→ TASK REQUIREMENTS
Repeat the entries below exactly as they appear, with no pictures.

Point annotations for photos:
---+---
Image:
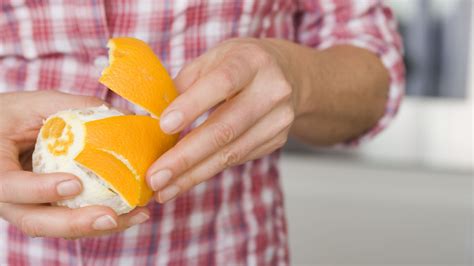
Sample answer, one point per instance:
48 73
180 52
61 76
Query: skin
23 194
261 90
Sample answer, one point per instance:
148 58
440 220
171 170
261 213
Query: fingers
39 220
226 124
27 187
272 132
219 84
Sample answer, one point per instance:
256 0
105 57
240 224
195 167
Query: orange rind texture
136 74
133 141
111 147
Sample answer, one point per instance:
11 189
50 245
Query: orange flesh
116 174
54 129
120 149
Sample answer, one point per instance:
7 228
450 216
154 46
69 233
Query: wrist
298 65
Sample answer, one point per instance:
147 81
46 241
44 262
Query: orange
111 152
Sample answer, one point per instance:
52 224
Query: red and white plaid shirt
235 218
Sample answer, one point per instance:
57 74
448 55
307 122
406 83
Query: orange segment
62 138
137 139
116 174
136 74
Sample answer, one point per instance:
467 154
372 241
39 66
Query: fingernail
69 188
168 193
160 179
139 218
105 222
171 121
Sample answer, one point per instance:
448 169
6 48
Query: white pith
95 190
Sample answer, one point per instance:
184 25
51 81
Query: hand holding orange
108 151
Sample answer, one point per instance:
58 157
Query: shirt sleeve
366 24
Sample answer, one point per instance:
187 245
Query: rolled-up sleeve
367 24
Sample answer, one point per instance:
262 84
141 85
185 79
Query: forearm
341 91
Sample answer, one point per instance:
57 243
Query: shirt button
101 61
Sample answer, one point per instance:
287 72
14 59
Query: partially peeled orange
108 151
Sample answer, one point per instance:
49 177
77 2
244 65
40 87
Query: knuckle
42 190
183 161
257 54
76 228
230 158
3 191
223 134
29 226
283 92
280 141
229 82
288 117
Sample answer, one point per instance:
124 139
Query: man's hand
257 108
23 194
262 89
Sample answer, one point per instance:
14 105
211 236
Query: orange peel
108 151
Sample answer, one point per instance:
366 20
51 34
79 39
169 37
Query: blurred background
406 197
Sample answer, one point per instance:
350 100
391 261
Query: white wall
431 131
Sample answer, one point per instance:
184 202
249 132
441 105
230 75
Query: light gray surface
343 212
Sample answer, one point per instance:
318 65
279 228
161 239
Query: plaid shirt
235 218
---+---
→ RESPONSE BELOW
Image:
Sample answer, one point per instance:
48 73
180 52
61 76
Query: skin
23 194
261 90
Sample answer, one point per instance:
148 58
440 220
171 170
261 213
Query: fingers
39 220
226 124
27 187
272 132
219 84
Sample answer, one point per instance:
256 0
105 57
240 224
195 167
Query: orange rind texture
136 74
133 141
111 147
Sample answer, one point per instance:
11 189
50 245
Query: orange flesh
116 174
54 129
120 149
Sample answer, one point per instance:
7 228
450 216
154 46
69 233
Query: wrist
298 65
Sample answer, one point per instance:
147 81
46 241
44 262
Query: orange
111 152
Sample answer, one point per instance:
52 224
Query: red and white plaid shirt
235 218
Sample answer, one point per instance:
57 74
448 55
307 122
406 83
Query: orange segment
62 138
137 139
116 174
136 74
Sample answer, one point per instance:
467 154
372 241
39 66
Query: fingernail
69 188
168 193
160 179
139 218
105 222
171 121
Sample answer, one point per instance:
448 169
6 48
Query: white pith
95 190
Sample answer, one point per instance:
184 25
51 81
Query: hand holding orange
108 151
Sample answer, one point per instance:
58 157
Query: shirt sleeve
366 24
Sample answer, one point per instance:
187 245
Query: rolled-up sleeve
367 24
Sample answer, one point per instance:
262 84
141 85
185 79
Query: forearm
341 91
Sample answer, one point per instance:
57 243
Query: shirt button
101 61
Sample answer, one point per instance:
287 72
14 59
Query: partially peeled orange
108 151
Sample answer, one point per instance:
49 177
77 2
244 65
40 87
Query: knuckle
42 190
183 161
257 54
76 228
230 158
3 191
223 134
29 226
283 92
280 141
229 82
288 117
Sample answer, one point per instance:
124 139
Query: man's hand
257 108
23 194
262 89
Sample answer, one point per instance:
14 105
211 236
Query: orange peel
108 151
Sample answer, one point per instance:
366 20
51 34
79 39
169 37
Query: blurred background
406 197
Sample answer, one point per instance:
350 100
391 261
Query: white wall
431 131
Sample answer, one point per instance:
184 202
249 132
441 105
230 75
Query: light gray surface
343 212
Sample answer, one point per instance:
318 65
279 228
161 239
Query: plaid shirt
235 218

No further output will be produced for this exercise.